§ **The exercise**:
Please copy the text on regulating IoT devices word for word, between "Robert Graham of" and "regulatory burden involved.", inclusive.

§ **Reading text**:

Robert Graham of Errata Security disagrees with Schneier:
The persistent rumor is that an IoT botnet is being used. So everything is calling for regulations to secure IoT devices. This is extraordinarily bad. First of all, most of the devices are made in China and shipped to countries not in the United States, so there’s little effect our regulations can have. Except they would essentially kill the Kickstarter community coming up with innovative IoT devices. Only very large corporations can afford the regulatory burden involved.
Like public school textbooks in Texas, regulating large markets can have the effect of regulating every market. There are lots of significant markets for these devices, but the United States and Europe are certainly two of the biggest. If those two regions — and, ideally, China and Korea — were to impose security screenings for these devices, manufacturers would likely comply worldwide, since it costs less for them to deploy the same software in every sales region.
Of course, this raises the question of how it would be most efficient to secure devices like these. A penetration test before an import certificate is granted would probably do a good job of weeding out the less-secure products, but it’s unrealistic for such a test to be imposed with every software update.
It’s a tricky problem. The solution that Graham tweeted is to have the NSA brick vulnerable devices, but that seems like a hard overreach of power. The influence of imposing regulations is softer, but I think it reduces the “Team America” feeling of the NSA acting as the global internet police.

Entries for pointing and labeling
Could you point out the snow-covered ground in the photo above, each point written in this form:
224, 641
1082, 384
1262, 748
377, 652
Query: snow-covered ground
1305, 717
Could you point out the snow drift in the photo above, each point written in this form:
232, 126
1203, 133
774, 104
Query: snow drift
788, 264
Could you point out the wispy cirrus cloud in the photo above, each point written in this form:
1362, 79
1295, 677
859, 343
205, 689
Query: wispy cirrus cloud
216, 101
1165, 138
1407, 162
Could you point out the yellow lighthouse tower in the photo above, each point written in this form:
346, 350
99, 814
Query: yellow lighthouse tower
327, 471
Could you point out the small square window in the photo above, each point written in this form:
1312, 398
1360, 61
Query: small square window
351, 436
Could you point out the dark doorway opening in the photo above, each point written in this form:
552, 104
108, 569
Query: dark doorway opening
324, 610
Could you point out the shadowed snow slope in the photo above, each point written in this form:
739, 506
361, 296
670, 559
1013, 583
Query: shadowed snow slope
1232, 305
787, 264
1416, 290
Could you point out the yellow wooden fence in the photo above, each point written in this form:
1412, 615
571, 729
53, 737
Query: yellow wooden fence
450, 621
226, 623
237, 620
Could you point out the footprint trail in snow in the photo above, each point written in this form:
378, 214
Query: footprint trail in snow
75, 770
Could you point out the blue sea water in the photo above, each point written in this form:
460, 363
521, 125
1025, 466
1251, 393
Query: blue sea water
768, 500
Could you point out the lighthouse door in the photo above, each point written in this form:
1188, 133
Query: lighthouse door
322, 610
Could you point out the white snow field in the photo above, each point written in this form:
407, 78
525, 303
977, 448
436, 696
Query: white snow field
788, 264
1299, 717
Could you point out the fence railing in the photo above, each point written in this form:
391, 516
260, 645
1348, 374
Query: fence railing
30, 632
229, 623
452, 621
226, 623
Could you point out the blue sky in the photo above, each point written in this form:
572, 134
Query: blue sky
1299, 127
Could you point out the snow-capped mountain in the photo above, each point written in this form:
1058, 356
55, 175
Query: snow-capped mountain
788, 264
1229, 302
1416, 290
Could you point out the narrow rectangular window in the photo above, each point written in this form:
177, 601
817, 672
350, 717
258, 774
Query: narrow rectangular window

§ **Exercise solution**:
Robert Graham of Errata Security disagrees with Schneier:
The persistent rumor is that an IoT botnet is being used. So everything is calling for regulations to secure IoT devices. This is extraordinarily bad. First of all, most of the devices are made in China and shipped to countries not in the United States, so there’s little effect our regulations can have. Except they would essentially kill the Kickstarter community coming up with innovative IoT devices. Only very large corporations can afford the regulatory burden involved.